--- Task data ---

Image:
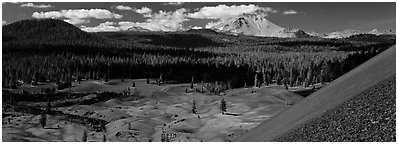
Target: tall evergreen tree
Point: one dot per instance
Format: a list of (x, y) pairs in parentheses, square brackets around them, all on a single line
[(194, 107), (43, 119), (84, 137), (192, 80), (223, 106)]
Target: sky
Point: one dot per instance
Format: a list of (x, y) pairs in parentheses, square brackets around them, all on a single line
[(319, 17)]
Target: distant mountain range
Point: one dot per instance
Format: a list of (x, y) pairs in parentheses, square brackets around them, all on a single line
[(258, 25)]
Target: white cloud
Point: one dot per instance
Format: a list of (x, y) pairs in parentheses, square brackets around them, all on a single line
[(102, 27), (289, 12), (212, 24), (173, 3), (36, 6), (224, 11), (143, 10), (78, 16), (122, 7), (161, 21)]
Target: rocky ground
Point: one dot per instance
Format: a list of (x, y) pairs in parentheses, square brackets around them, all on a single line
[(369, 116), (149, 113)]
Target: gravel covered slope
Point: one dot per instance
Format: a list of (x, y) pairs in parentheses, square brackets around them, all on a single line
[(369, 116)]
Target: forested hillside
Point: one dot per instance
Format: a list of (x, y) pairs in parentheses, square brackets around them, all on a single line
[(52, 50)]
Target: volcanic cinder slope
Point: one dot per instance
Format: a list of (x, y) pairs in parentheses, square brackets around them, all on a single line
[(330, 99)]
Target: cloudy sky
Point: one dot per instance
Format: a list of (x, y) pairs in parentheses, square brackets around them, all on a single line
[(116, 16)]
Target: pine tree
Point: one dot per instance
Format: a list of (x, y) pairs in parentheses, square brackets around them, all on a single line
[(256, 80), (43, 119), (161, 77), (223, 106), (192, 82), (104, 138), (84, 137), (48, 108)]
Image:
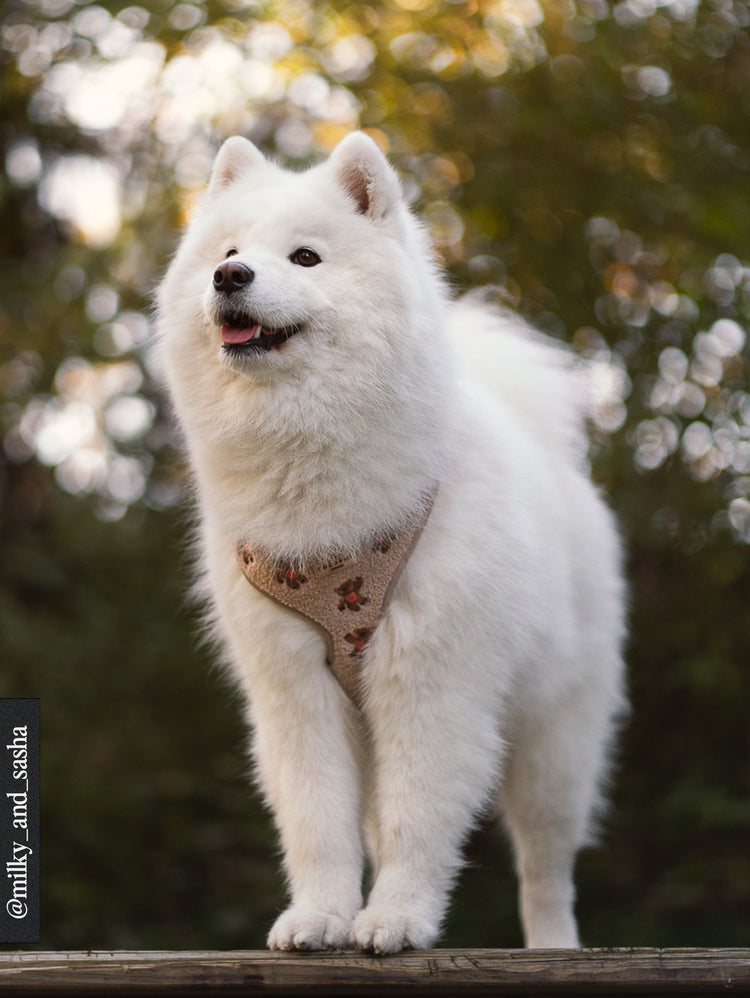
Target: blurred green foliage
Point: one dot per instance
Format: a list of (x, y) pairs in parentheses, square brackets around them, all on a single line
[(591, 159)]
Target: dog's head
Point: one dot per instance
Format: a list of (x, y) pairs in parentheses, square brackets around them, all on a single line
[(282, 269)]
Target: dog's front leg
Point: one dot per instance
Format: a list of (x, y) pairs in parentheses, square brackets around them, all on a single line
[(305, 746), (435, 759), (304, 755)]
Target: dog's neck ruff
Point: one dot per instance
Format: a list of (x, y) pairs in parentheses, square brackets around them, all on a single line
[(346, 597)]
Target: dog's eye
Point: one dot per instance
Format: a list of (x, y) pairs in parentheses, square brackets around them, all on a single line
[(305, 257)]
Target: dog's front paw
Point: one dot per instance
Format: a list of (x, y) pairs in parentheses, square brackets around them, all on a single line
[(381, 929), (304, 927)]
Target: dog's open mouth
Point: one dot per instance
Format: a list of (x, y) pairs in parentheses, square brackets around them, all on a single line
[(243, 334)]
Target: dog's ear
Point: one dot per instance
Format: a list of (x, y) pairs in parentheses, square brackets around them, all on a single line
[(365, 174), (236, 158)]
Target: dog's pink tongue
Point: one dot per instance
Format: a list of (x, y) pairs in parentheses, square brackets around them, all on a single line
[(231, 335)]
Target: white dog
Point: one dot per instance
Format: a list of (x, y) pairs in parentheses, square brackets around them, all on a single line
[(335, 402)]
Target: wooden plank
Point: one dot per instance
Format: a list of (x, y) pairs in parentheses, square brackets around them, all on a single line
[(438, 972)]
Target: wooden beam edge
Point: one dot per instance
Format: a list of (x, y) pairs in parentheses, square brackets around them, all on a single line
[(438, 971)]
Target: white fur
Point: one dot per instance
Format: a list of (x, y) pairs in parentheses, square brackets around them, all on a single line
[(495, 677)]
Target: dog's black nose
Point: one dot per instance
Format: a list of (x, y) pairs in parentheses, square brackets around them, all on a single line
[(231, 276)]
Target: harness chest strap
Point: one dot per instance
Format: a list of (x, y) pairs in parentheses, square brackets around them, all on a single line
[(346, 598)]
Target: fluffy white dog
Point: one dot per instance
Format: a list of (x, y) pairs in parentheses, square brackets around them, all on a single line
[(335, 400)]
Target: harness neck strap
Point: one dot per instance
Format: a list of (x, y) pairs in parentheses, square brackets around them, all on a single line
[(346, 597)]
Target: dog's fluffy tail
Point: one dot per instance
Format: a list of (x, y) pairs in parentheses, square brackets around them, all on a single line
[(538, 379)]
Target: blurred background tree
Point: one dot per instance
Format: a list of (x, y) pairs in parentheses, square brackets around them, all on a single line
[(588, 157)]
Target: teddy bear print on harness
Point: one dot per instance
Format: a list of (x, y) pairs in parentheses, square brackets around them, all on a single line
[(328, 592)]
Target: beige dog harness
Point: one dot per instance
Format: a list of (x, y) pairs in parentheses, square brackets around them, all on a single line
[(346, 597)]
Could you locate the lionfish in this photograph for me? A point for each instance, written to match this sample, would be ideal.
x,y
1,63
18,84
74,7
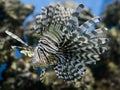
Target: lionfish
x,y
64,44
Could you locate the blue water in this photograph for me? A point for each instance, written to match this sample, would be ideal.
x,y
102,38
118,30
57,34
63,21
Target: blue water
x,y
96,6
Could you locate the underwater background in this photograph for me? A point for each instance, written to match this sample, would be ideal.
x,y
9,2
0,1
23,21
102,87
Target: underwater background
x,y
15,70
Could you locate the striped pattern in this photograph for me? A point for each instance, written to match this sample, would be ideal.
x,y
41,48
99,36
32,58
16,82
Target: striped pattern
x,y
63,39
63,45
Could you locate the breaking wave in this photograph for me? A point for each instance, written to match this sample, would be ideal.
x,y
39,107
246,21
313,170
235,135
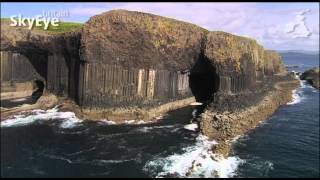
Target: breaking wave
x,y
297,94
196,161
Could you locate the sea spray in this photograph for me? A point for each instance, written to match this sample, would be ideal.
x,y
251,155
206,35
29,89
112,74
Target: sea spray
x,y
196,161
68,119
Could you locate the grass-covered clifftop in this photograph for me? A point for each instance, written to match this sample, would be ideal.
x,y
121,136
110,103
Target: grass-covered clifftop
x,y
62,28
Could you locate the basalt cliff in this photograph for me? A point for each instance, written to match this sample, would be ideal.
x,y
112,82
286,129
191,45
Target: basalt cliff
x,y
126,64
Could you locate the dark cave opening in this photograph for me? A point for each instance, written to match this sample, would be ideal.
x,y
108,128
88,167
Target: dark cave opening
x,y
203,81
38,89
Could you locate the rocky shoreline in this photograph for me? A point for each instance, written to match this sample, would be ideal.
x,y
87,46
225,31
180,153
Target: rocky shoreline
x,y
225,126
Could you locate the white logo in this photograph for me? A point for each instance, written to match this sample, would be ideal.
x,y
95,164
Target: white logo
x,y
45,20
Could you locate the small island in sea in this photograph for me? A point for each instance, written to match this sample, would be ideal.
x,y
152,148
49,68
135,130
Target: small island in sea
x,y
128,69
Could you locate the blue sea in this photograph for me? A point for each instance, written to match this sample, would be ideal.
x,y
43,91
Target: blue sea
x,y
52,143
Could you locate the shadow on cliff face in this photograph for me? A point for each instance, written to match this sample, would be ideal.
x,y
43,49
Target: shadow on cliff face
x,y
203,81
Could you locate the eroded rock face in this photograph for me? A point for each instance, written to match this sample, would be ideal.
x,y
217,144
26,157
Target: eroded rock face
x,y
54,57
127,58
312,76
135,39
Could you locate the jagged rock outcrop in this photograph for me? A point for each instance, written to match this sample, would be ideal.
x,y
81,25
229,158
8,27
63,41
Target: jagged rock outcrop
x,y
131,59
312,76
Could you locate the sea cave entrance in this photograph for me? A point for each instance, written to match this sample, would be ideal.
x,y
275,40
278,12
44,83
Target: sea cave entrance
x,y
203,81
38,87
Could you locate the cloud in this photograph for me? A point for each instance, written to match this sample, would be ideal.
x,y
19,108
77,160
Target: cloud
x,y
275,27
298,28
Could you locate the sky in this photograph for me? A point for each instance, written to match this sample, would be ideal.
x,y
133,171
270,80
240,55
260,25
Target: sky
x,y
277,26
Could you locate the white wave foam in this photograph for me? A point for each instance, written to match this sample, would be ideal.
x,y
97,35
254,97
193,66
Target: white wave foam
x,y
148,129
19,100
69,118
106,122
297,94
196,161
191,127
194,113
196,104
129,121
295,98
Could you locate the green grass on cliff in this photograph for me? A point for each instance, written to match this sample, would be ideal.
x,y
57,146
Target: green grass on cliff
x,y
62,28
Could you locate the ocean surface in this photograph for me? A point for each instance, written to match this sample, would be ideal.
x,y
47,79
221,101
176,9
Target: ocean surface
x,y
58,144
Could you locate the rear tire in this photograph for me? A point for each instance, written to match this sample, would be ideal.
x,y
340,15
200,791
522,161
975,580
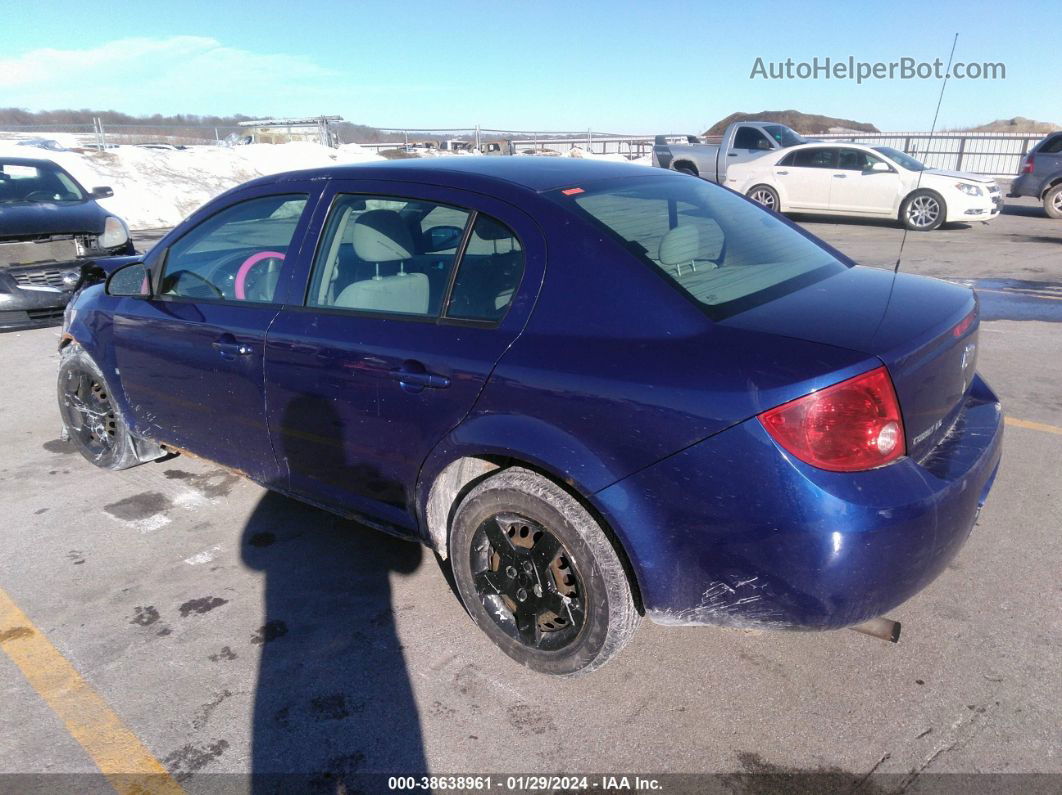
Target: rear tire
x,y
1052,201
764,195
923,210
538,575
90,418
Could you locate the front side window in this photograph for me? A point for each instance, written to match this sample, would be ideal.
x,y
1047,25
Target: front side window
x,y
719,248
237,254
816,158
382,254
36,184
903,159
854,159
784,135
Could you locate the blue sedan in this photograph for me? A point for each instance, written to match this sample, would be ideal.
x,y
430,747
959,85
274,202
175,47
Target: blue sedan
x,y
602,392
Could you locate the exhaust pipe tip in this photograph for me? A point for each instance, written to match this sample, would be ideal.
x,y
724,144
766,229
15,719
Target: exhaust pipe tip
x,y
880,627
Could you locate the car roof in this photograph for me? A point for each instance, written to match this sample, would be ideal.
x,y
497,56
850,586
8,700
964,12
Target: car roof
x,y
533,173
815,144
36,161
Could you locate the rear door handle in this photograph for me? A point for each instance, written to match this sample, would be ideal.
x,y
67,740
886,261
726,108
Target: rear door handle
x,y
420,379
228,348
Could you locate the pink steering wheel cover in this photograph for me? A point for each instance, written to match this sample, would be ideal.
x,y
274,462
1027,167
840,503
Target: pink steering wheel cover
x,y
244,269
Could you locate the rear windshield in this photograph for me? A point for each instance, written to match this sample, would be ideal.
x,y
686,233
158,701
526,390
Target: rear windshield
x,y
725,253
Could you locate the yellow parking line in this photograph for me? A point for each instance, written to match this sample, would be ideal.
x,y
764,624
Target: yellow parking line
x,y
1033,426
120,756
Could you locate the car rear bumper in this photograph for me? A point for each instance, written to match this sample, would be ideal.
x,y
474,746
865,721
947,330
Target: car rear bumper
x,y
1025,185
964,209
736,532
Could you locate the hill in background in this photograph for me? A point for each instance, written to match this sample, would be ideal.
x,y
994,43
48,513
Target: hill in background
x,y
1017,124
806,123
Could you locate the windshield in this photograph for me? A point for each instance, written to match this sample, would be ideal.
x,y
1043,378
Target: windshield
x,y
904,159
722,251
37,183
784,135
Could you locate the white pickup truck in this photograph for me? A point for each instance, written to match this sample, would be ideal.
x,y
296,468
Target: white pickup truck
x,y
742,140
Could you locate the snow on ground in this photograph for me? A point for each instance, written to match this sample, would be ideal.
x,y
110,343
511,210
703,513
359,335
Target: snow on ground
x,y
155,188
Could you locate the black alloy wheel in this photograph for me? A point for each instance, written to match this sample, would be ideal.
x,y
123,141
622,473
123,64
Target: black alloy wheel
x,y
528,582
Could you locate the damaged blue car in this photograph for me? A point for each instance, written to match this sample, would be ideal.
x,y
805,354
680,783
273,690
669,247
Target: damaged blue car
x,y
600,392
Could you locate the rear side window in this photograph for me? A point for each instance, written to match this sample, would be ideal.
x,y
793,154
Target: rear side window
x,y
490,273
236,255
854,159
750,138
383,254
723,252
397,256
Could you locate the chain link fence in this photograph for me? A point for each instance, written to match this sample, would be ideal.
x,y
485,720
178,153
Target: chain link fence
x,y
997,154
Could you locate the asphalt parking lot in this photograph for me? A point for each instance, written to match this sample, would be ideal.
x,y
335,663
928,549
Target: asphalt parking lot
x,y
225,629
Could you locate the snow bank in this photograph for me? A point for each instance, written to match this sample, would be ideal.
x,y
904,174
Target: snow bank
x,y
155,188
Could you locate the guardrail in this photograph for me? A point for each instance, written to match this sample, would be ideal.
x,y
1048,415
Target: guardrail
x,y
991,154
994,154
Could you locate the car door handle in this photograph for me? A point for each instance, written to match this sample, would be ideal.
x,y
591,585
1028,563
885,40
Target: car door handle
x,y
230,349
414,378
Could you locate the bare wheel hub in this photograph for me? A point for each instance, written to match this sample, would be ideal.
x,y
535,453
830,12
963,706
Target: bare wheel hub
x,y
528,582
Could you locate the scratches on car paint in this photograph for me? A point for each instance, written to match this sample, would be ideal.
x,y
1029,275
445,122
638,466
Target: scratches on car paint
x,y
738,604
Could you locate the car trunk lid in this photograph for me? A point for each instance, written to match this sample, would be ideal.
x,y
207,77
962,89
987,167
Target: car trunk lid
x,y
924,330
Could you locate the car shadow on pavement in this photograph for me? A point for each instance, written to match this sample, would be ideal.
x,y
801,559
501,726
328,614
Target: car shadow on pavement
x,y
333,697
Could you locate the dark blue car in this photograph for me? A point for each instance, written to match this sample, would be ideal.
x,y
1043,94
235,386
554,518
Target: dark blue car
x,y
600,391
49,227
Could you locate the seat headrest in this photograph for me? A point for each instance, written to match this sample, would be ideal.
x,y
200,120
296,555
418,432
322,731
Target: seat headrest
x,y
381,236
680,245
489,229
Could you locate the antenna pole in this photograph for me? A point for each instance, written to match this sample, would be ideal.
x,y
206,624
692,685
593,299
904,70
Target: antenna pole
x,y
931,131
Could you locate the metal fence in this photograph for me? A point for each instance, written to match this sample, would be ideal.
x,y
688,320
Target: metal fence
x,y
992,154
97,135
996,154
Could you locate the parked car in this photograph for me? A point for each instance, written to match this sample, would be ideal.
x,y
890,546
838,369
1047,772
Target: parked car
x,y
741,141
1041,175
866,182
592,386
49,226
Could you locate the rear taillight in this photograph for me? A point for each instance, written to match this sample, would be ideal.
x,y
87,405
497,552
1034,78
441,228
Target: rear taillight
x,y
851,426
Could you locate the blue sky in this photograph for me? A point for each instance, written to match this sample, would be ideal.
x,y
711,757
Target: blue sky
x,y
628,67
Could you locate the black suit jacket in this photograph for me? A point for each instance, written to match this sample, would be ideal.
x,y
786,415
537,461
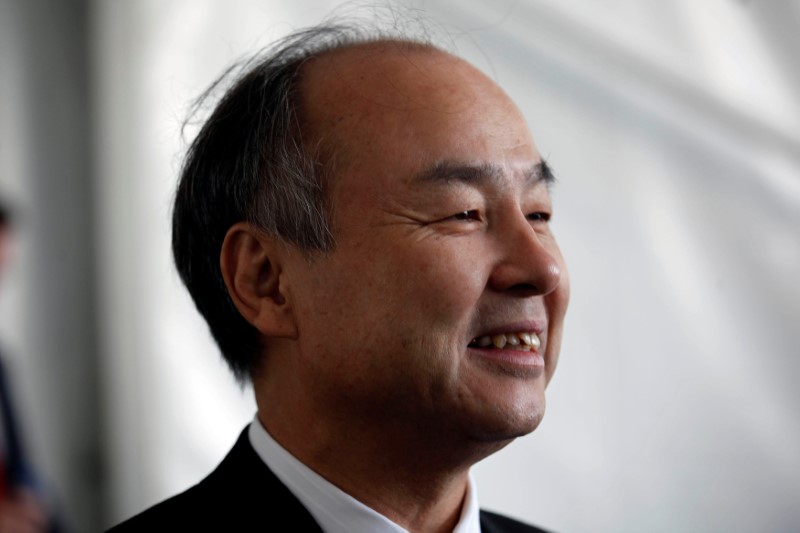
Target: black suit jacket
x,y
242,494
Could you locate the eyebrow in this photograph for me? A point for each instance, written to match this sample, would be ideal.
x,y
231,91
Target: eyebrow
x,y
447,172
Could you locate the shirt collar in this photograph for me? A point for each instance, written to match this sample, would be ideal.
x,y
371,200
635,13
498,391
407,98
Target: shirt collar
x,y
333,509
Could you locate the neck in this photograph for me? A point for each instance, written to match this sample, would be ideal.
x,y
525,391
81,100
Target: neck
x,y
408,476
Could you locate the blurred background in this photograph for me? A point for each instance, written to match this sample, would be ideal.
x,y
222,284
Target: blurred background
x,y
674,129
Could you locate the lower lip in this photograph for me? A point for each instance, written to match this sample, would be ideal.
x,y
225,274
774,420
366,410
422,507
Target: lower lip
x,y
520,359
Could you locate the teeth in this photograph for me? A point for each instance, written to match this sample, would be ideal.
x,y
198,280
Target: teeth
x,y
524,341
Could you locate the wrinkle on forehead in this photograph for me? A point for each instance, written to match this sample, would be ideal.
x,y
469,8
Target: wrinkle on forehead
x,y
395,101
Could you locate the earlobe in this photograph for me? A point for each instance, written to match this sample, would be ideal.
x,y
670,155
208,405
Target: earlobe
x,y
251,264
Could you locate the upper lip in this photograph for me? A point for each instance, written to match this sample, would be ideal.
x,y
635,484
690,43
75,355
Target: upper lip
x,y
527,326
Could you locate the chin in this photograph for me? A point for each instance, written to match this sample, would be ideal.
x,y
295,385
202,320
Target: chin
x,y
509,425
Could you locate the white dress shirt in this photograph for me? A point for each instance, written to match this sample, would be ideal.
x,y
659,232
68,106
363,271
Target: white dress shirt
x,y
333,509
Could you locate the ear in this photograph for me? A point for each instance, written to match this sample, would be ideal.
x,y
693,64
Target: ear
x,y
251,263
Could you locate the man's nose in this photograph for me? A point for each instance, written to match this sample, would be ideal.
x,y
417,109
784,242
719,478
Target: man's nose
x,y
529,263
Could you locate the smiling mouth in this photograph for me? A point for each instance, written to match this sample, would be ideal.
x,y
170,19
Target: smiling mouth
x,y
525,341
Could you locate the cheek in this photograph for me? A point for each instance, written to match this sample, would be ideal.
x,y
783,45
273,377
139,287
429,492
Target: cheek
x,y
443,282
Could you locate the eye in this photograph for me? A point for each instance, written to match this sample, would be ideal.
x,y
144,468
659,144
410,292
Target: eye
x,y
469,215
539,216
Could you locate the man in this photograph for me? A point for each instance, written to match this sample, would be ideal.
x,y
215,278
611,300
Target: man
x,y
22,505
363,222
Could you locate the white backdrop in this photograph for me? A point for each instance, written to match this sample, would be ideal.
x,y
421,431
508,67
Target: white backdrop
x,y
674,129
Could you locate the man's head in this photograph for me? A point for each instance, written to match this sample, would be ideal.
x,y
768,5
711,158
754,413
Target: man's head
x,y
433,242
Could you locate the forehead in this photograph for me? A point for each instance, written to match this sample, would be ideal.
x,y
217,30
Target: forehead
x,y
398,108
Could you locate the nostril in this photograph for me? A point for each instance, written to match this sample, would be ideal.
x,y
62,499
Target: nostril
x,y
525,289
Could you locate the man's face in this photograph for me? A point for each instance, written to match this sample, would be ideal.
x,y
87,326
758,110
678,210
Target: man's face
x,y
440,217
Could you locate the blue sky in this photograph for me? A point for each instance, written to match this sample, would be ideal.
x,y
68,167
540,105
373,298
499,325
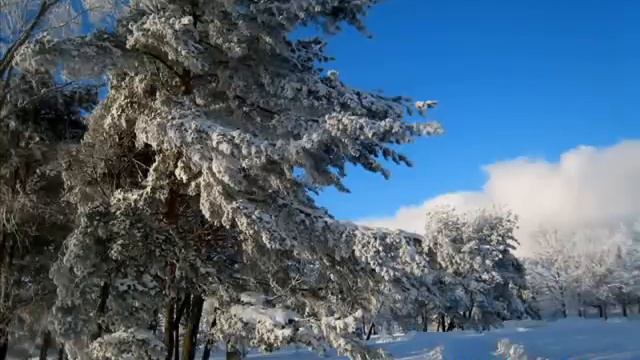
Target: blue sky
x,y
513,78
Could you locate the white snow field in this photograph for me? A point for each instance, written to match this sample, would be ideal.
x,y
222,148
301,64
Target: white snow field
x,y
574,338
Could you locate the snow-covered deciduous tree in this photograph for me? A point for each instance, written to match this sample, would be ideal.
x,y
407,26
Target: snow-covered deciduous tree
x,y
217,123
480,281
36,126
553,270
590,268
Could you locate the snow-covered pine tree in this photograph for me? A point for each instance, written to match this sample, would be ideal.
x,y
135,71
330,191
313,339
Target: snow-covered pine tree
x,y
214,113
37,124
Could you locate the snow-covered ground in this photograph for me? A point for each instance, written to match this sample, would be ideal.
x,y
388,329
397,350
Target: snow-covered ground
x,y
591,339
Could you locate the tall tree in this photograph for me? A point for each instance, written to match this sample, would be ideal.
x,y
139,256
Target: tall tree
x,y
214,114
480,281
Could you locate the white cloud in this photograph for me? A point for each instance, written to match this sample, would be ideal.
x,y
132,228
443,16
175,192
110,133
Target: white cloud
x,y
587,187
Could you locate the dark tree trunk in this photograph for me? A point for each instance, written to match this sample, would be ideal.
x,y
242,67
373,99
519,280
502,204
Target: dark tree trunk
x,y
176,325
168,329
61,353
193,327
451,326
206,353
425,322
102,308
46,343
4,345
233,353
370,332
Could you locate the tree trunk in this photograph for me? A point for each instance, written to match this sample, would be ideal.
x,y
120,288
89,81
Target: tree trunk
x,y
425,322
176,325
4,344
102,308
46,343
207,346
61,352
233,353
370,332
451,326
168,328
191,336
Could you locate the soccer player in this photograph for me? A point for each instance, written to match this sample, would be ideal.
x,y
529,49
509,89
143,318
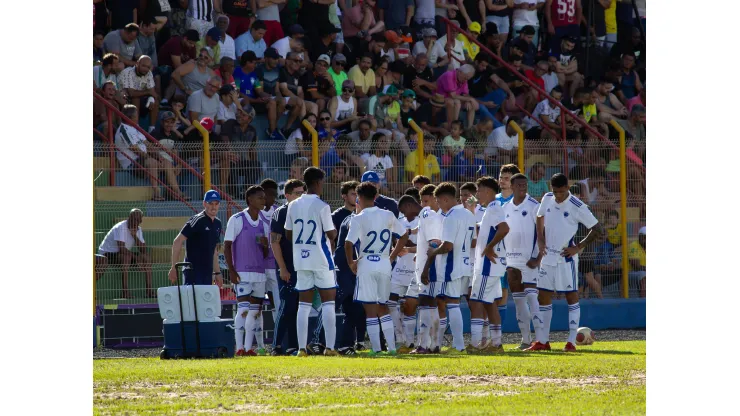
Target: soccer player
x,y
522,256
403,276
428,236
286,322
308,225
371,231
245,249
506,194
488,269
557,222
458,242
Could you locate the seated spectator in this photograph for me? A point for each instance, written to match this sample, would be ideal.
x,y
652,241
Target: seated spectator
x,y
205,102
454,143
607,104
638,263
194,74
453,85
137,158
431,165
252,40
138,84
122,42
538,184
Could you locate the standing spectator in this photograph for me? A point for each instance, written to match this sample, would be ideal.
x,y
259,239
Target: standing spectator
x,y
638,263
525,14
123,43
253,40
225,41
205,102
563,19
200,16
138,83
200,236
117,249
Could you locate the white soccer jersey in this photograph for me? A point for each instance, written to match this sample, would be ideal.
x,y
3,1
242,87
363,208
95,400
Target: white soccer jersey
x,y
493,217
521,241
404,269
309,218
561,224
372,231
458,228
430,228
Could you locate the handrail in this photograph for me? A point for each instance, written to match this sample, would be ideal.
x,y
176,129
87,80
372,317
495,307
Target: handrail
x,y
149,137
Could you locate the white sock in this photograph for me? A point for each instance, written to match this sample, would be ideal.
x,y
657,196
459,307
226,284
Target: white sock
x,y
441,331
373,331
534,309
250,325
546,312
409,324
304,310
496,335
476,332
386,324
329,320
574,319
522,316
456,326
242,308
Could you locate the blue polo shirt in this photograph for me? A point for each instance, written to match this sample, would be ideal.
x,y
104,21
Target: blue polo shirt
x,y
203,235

---

Reproduce verbatim the lines of the records above, from the line containing "Could you locate the white soccer" through the last line of the records.

Could you locate the white soccer jersey in this photograph for me? A point for each instance, written to match this sample, would be ideal.
x,y
3,1
242,87
363,208
95,400
Target: white soccer jersey
x,y
493,217
521,241
404,269
309,218
561,224
372,231
458,228
430,228
Could you locate the handrail in this photograph for me? A point for each instance, written to match this sample, would be ideal.
x,y
176,129
87,80
372,317
495,307
Target: handrail
x,y
149,137
Could you locate the white sock in this photograph for me? A point for each instance, written to match this sample, would be ideal.
x,y
657,196
459,307
226,284
Target: white sock
x,y
441,331
373,331
534,309
250,325
546,312
409,324
304,310
496,335
476,332
386,324
329,320
574,319
522,316
456,326
242,308
Could you locate the blue polo shirt in this photograph for me? A point for each instance, written to match this sample, would be ideal.
x,y
104,21
Target: blue polo shirt
x,y
203,235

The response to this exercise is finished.